What the task requires: Only the number is wanted: how many lines in the material below contain "lifting".

──────

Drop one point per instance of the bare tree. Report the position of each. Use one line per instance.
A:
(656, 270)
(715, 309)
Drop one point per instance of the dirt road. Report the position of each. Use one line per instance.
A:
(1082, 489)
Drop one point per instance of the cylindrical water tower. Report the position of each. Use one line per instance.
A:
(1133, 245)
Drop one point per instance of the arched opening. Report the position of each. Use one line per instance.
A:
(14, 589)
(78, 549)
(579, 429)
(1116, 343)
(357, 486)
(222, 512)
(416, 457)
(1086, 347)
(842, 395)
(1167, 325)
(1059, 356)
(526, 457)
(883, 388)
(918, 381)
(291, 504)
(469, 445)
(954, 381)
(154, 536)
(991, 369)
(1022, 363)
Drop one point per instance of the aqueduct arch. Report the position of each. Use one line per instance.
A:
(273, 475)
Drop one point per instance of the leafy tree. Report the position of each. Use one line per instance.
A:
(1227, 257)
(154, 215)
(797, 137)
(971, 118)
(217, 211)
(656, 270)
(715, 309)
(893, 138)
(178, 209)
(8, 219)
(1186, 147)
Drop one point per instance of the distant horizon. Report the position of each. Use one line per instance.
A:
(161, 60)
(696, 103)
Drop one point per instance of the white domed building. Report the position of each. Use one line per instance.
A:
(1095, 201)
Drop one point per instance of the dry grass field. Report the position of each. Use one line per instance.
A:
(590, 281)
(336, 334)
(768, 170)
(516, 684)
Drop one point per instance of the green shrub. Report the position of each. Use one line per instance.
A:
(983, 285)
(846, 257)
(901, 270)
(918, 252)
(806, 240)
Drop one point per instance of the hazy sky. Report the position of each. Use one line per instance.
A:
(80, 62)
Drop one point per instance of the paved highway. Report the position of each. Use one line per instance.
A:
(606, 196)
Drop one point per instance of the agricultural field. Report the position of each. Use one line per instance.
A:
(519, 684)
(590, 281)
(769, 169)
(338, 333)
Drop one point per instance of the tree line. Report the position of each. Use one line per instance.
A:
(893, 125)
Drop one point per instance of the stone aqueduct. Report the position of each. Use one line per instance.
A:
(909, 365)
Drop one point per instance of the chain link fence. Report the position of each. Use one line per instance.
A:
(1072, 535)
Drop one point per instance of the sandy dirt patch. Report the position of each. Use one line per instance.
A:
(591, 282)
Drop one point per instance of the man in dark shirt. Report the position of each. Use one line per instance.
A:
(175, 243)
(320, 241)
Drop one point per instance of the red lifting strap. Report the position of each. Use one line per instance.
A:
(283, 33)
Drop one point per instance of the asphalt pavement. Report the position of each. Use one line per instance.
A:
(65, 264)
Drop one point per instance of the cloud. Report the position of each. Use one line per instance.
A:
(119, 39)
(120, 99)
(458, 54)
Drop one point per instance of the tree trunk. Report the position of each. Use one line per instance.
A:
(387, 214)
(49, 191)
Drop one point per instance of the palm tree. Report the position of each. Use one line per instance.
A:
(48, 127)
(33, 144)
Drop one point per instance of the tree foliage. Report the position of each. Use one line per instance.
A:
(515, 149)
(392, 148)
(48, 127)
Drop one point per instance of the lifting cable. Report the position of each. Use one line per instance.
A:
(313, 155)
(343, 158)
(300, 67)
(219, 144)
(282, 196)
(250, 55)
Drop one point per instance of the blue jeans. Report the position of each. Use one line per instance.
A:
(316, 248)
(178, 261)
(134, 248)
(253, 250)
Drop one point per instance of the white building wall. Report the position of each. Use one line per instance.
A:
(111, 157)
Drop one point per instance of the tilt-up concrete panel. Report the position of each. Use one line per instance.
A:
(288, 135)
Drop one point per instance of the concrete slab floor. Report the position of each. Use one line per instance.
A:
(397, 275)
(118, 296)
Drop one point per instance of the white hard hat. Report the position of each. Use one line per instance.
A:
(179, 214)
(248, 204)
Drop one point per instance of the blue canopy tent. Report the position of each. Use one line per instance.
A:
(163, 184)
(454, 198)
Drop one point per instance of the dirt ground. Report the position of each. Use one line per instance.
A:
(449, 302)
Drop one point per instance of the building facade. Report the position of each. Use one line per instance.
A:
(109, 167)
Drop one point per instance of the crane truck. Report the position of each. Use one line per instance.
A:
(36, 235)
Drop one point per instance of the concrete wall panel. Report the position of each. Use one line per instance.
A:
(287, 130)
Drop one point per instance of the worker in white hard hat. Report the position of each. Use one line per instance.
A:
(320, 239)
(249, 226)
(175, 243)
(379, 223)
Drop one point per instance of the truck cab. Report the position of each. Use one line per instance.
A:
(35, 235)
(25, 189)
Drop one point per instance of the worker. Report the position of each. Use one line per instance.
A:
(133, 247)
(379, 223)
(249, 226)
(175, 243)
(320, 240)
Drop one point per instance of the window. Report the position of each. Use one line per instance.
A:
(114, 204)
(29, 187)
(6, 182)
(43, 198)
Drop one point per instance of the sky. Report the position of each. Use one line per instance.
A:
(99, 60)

──────

Exercise output: 2